WHAT NEEDS TO BE DONE: Revise the material below so that each "marker" becomes "pin", and leave everything else unchanged.

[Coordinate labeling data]
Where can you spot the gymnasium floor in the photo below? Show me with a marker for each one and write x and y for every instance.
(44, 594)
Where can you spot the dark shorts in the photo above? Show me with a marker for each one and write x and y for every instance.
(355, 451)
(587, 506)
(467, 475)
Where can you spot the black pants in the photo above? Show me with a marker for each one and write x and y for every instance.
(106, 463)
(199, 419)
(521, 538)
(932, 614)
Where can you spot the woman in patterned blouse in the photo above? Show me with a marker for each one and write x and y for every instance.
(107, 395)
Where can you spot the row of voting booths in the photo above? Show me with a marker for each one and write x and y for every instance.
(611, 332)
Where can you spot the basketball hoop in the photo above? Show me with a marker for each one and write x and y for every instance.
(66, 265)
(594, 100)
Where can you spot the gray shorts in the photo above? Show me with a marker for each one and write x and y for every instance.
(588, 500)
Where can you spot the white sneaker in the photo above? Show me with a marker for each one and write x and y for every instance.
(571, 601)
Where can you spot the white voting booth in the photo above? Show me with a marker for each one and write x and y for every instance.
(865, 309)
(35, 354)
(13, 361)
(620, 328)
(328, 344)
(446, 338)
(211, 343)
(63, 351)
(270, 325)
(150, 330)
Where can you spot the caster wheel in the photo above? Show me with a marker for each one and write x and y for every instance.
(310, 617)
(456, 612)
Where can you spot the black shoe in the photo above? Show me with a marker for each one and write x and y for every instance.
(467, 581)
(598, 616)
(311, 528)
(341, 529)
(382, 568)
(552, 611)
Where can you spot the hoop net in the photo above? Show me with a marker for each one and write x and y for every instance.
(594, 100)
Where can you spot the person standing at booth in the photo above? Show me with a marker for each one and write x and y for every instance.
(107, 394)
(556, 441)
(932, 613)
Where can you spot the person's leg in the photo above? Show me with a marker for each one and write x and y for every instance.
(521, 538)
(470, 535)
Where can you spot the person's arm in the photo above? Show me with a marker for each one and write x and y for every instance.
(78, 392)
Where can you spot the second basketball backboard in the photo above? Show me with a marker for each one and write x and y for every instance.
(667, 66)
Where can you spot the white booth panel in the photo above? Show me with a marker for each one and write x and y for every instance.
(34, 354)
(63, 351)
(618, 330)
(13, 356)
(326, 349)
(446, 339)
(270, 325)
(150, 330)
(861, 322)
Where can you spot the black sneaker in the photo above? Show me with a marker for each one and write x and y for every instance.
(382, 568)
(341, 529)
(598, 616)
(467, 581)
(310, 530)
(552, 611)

SOLUTION FOR THIS EXERCISE:
Where can you spot the gymnasium floor in the photo below? Show me with a pin for each one and write x and y for every instance.
(44, 594)
Where can you spot the dark shorts in the photo above? Show me with a pin for each one and write x and y for every instance.
(355, 451)
(587, 506)
(467, 475)
Where can you spot the black pants in the photo above? Show me with a pin for each one and write x and y for every instance.
(106, 463)
(199, 419)
(521, 538)
(932, 614)
Where can you spot the woman in patterned blouse in the photo above? Show me with a pin for each one and write x and y for every instance.
(107, 395)
Where can you spot the row of voting booths in the photo above? Show me with a pin for each one and write x and y for every instance.
(611, 332)
Where can you spot the basketball hoop in the photo above? Show me with a pin for each one and write x and y for every instance.
(66, 265)
(594, 100)
Where can you spot the gray shorts in the photo above? Show me with a pin for each one and write x and y for every instance.
(588, 500)
Where can you spot the white sneaker in the photo above? Show me with a pin for each one and write x and y for every instance.
(571, 601)
Where can you spot the white voting booth in the photo above? Show me with a pin for each one and write x and y for every instance.
(865, 309)
(35, 354)
(13, 361)
(620, 328)
(328, 344)
(446, 338)
(211, 343)
(63, 351)
(270, 325)
(150, 330)
Where can you spot the caster wheel in the photo above? Show me with a pin for each one and write x and y for every instance.
(310, 617)
(456, 612)
Where can you spot the black shoe in the photo above? Show me with a pin for each one and write x and y for every instance.
(467, 581)
(598, 616)
(311, 528)
(341, 529)
(382, 568)
(552, 611)
Where can you spot the hoop net in the photo above? Show me with a pin for each one and write x and y for every instance.
(594, 100)
Where can you spot the person standing at booth in the photo above? Show me with a pin for each one and write x and y for every instance.
(107, 394)
(556, 441)
(932, 613)
Where can you spot the person's leg in the photo above? Show me with a pin for each one and write x and y for every instance.
(521, 538)
(470, 535)
Where can you spot the person's arm in the photo above? Show me with a pin for each one and write x and y for every instance.
(78, 392)
Where can you spot the second basketball backboard in the photo above? Show me with a pin for each one and write x and y for every instance.
(667, 66)
Where can you spot the white booth panel in the photo above? Show me with a pin for each one and write x and y for every instance.
(34, 354)
(63, 351)
(618, 330)
(13, 356)
(326, 349)
(446, 339)
(270, 325)
(150, 330)
(861, 322)
Where can you spot the black sneaker in the photo above? Show me with a pin for each one and write x and y for every instance.
(382, 568)
(341, 529)
(598, 616)
(467, 581)
(310, 530)
(552, 611)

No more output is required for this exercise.